Problem description:
Once the pictures are set aside, repeat all of the data below exactly.

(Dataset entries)
■ ■ ■ ■
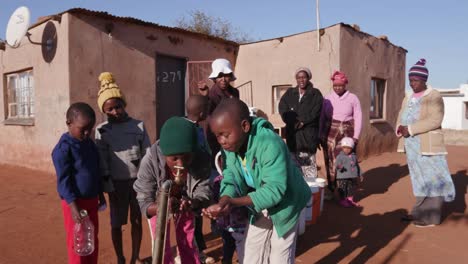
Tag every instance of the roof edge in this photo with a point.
(132, 20)
(309, 31)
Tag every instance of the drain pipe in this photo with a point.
(161, 222)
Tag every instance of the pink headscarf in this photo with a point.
(339, 78)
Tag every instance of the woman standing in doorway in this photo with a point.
(341, 117)
(300, 109)
(419, 129)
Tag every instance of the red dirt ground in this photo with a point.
(31, 224)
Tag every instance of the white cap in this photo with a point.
(221, 66)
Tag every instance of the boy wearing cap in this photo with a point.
(347, 173)
(122, 142)
(222, 75)
(176, 156)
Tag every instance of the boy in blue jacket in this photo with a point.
(259, 174)
(76, 162)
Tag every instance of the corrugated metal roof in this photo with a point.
(132, 20)
(342, 24)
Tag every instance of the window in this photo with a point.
(20, 95)
(377, 96)
(278, 91)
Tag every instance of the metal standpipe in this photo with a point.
(162, 202)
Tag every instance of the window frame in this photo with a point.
(19, 119)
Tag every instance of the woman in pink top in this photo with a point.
(341, 117)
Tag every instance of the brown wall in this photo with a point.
(273, 62)
(363, 57)
(359, 55)
(31, 146)
(129, 53)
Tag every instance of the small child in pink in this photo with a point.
(348, 173)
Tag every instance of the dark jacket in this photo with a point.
(152, 174)
(306, 111)
(77, 167)
(215, 96)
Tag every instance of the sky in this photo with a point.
(434, 30)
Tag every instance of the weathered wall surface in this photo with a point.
(129, 52)
(31, 146)
(363, 57)
(274, 62)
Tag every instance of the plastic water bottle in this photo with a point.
(84, 235)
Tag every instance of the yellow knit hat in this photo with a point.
(109, 89)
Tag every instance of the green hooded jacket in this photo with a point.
(279, 185)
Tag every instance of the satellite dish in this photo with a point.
(17, 26)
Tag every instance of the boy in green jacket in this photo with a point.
(259, 174)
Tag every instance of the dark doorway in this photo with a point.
(170, 88)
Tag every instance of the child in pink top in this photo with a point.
(341, 117)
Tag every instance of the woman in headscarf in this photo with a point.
(341, 117)
(419, 129)
(300, 109)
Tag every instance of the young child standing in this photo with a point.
(122, 142)
(176, 156)
(76, 162)
(347, 173)
(259, 174)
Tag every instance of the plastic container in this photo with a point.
(321, 183)
(313, 206)
(83, 238)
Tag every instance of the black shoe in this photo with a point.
(407, 218)
(422, 224)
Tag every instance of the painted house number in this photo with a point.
(169, 76)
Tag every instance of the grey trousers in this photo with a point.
(428, 209)
(263, 246)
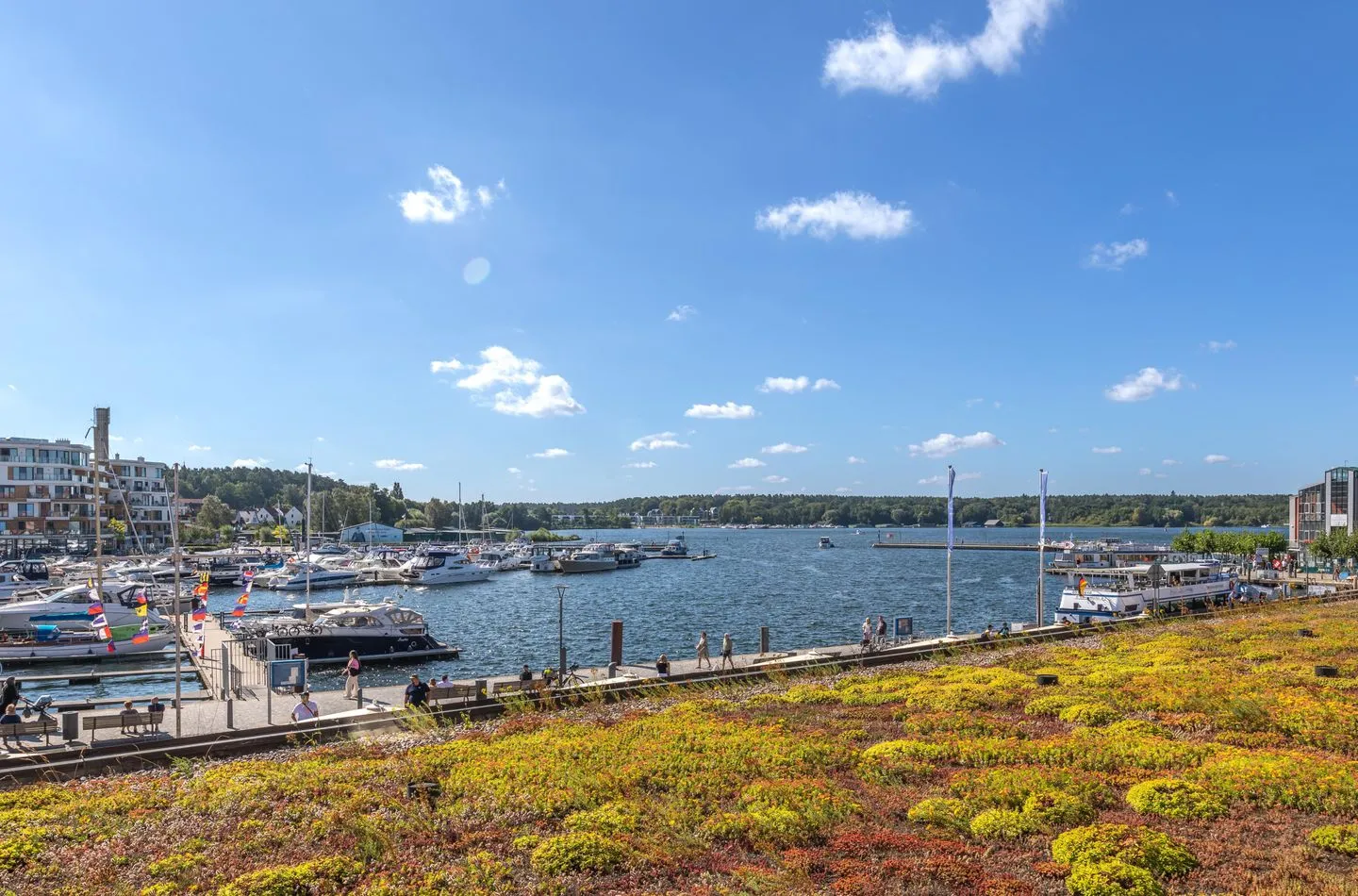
■ ■ ■ ■
Written answer:
Tag every instance of the roof edge in this photo with a point.
(132, 20)
(309, 31)
Tag every instance of the drain pipe in this photo with a point.
(161, 222)
Tag every instance of the pink headscarf in this photo with a point.
(339, 78)
Tag every instance of the woman standing in doorway in this photo with a point.
(341, 117)
(300, 109)
(419, 129)
Tag every instance of the red dirt ground in this photo with a point.
(31, 224)
Tag every instance of the white cap in this photo with a point.
(221, 66)
Tag every instance of the boy wearing cap in this photo with a point.
(347, 173)
(122, 142)
(222, 75)
(176, 156)
Tag every instance of the boy in blue jacket in this photo with a point.
(259, 174)
(76, 162)
Tag every instance of the corrugated metal roof in this photo with a point.
(132, 20)
(342, 24)
Tag every instance of the window in this photo with a point.
(20, 95)
(377, 96)
(278, 91)
Tag every instance of the metal standpipe in this photo with a point.
(162, 202)
Tag every instance of the window frame in this photo with a point.
(19, 119)
Tag every instance of the woman in pink top in this photo with a point.
(341, 117)
Tag every instance of the brown wall in this photo with a point.
(273, 62)
(363, 57)
(359, 55)
(31, 146)
(129, 53)
Tag every instance of the small child in pink in this photo with a point.
(348, 173)
Tag every instance of the dark jacket in this photo with a point.
(152, 174)
(306, 111)
(77, 167)
(215, 96)
Tag every instance of the sky in this photo with a point.
(434, 30)
Tag every instance of the weathered wall surface in this photo with a point.
(129, 52)
(31, 146)
(363, 57)
(274, 62)
Tag every instance of the plastic water bottle in this photo with a point.
(84, 235)
Tag every instance of the yellow knit hat in this photo with a point.
(109, 89)
Tag every instance of the green hooded jacket in this photo with a point.
(279, 185)
Tag every instance of the satellite dish in this photo with a point.
(17, 26)
Tag every instance of the boy in green jacket in this photo with a point.
(259, 174)
Tag every instance of the dark doorway in this photo with a point.
(170, 88)
Tag every instance of the child in pink top in this photo with a point.
(341, 117)
Tag every instance of the woman in headscarf in this photo with a point.
(341, 117)
(419, 129)
(300, 109)
Tag every instance of the young child standing in this photo with a point.
(122, 142)
(176, 156)
(76, 162)
(347, 173)
(259, 174)
Tag every instance of the plastic container in this photo with a point.
(321, 183)
(313, 206)
(83, 238)
Tag every instance of the black shoe in this photo with a point.
(407, 218)
(422, 224)
Tag every instance of the painted house number in this photo with a point.
(169, 76)
Tag every instance of the grey trousers in this photo with a point.
(428, 209)
(263, 246)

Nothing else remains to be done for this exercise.